(Stored data entries)
+ + +
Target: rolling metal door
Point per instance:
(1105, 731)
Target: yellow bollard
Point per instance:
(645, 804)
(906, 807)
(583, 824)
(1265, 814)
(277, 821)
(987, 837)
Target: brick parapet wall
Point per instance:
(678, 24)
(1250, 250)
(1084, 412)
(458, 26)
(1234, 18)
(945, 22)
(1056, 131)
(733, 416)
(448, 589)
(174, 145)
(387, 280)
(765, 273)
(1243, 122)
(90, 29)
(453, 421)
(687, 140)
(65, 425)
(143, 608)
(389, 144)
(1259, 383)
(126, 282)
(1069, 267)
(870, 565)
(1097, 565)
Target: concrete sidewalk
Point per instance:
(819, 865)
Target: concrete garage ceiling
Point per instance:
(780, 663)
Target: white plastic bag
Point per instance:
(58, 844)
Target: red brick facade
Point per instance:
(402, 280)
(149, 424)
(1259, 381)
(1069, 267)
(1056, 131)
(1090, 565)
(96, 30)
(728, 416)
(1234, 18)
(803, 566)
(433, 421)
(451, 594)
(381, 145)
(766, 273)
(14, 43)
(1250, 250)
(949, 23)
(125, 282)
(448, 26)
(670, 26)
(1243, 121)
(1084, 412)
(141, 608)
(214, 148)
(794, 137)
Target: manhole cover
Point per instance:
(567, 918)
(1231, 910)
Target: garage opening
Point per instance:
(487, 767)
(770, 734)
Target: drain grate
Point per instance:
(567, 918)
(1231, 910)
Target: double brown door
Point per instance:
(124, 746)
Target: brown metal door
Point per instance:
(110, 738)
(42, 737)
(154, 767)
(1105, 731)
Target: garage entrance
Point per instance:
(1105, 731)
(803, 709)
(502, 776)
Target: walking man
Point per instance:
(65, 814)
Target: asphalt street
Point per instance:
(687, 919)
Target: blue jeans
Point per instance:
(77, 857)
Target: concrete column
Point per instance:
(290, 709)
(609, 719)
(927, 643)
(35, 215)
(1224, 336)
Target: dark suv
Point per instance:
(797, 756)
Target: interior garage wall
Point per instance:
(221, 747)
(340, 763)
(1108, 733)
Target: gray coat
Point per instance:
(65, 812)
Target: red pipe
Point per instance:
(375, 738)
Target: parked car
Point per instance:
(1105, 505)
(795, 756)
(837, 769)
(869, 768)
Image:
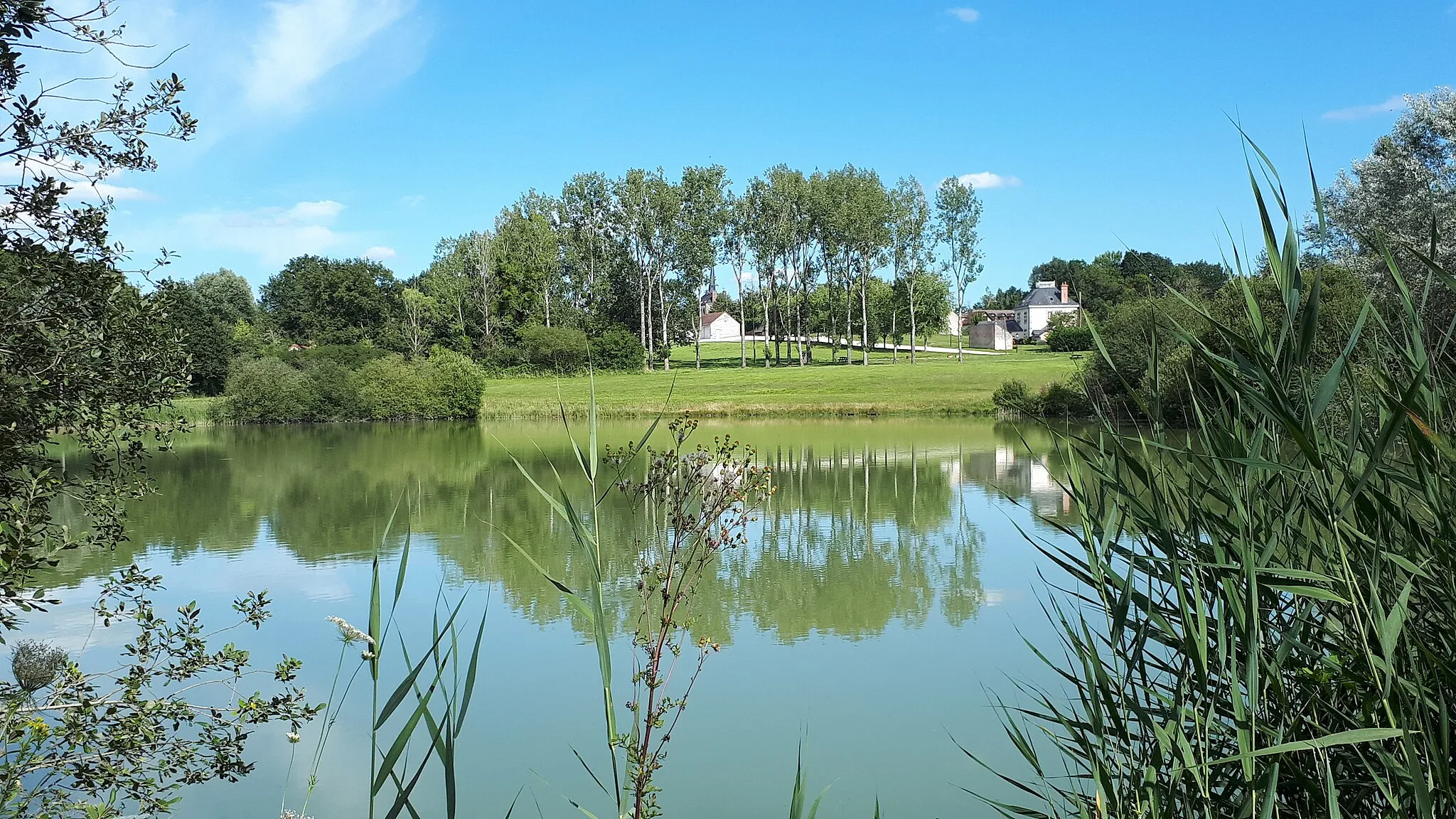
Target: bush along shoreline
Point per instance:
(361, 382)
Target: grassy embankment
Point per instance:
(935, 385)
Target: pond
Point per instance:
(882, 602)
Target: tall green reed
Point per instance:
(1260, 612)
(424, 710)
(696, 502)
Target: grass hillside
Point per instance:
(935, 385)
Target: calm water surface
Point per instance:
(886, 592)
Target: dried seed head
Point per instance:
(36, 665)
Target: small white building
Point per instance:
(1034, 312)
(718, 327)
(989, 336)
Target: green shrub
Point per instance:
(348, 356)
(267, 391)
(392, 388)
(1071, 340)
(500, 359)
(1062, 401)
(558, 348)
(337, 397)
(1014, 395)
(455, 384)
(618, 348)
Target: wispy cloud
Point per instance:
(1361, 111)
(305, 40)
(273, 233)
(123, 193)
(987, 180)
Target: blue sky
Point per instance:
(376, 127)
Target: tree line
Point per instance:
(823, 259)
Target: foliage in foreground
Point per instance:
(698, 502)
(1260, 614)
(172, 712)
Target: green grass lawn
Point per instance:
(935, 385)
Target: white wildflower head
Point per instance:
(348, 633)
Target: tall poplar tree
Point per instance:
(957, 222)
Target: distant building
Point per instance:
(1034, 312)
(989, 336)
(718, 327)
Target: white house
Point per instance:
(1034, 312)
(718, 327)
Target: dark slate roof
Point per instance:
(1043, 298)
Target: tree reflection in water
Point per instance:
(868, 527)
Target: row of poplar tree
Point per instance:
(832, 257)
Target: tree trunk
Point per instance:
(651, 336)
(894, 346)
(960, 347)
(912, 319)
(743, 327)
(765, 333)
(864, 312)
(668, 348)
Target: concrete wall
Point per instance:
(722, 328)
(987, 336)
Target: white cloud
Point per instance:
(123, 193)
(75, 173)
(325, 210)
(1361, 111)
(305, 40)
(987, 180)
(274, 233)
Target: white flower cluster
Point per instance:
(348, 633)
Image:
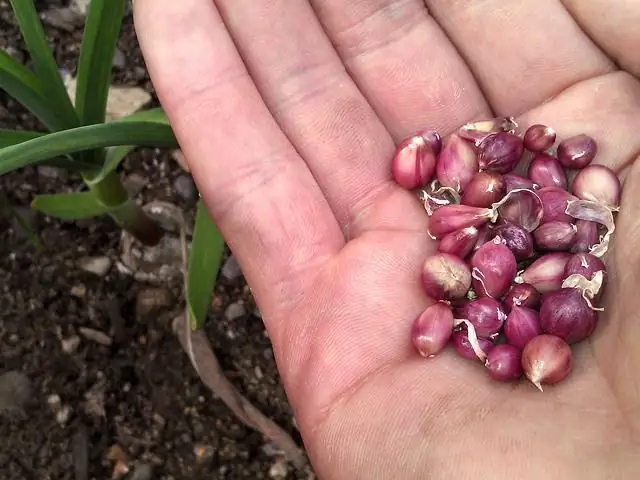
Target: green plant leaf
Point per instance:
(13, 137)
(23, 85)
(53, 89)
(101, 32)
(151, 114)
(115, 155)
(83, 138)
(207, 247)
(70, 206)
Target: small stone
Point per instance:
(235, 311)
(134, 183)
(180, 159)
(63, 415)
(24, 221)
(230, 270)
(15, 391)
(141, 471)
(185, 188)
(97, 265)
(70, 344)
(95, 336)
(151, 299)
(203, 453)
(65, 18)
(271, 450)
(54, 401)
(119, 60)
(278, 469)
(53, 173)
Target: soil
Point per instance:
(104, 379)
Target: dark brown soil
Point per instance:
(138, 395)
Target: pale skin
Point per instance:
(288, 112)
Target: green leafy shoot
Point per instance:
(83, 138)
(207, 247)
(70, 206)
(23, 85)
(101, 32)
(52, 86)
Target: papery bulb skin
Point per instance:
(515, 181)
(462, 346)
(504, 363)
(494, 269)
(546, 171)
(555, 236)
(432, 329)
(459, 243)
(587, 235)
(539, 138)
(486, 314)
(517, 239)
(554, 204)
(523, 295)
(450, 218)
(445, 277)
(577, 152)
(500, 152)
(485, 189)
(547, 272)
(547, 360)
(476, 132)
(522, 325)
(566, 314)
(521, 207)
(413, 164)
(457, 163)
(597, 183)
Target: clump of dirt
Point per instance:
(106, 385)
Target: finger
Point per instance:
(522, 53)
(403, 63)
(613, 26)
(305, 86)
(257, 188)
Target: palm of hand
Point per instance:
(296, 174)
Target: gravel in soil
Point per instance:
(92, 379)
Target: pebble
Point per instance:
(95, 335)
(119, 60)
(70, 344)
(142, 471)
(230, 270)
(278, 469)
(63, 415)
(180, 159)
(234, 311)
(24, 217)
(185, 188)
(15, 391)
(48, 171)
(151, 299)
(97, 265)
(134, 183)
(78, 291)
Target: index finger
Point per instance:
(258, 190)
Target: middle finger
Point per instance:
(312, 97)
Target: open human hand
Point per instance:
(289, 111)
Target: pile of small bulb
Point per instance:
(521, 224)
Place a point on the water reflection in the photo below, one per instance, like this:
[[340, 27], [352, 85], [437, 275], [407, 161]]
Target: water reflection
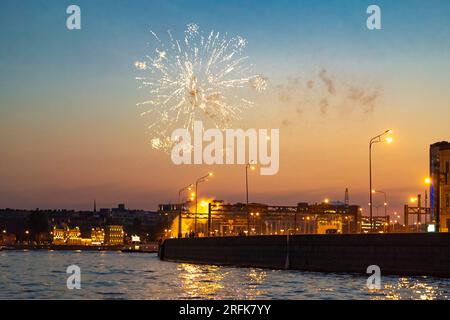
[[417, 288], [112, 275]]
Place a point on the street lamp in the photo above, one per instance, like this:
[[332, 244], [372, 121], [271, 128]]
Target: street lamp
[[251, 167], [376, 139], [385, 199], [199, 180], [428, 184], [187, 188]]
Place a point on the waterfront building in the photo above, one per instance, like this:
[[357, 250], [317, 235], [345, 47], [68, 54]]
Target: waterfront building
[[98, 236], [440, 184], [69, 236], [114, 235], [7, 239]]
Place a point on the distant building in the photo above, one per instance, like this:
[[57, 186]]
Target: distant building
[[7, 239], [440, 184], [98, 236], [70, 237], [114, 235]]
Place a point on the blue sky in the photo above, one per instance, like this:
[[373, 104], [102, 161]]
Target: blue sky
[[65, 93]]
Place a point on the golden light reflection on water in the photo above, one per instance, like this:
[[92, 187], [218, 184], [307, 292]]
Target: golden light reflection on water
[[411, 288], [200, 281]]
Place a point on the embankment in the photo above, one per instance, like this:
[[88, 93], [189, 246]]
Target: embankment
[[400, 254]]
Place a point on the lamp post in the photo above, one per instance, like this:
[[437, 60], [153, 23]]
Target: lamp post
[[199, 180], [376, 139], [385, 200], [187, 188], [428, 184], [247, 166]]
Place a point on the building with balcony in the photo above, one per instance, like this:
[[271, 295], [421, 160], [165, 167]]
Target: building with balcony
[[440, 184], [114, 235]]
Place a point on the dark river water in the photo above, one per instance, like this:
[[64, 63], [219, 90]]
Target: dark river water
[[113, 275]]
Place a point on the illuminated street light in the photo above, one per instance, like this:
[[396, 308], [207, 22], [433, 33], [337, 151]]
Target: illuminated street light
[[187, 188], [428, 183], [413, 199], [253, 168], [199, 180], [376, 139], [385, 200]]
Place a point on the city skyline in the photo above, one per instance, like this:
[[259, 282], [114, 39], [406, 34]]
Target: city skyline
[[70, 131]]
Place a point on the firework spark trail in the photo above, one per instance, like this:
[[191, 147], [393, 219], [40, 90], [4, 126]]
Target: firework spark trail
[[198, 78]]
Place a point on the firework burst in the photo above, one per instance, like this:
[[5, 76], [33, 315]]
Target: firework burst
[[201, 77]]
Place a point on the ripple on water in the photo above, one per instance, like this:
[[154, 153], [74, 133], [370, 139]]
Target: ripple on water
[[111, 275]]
+ + +
Work request = Leave out every line above except those from the line with "Place a point on the golden" up to and including the line with "[[437, 60], [153, 23]]", and copy those exactly.

Exercise response =
Place a point on the golden light reflection on water in the photo above, one per instance, like this:
[[92, 187], [218, 184], [307, 292]]
Target: golden light reflection on water
[[411, 288], [200, 281]]
Place a point on the embankment in the photo above, one per instance, like this:
[[88, 93], [189, 246]]
Target: embankment
[[400, 254]]
Place a point on the lamp post in the photo above, one per instance, like this:
[[437, 60], [153, 23]]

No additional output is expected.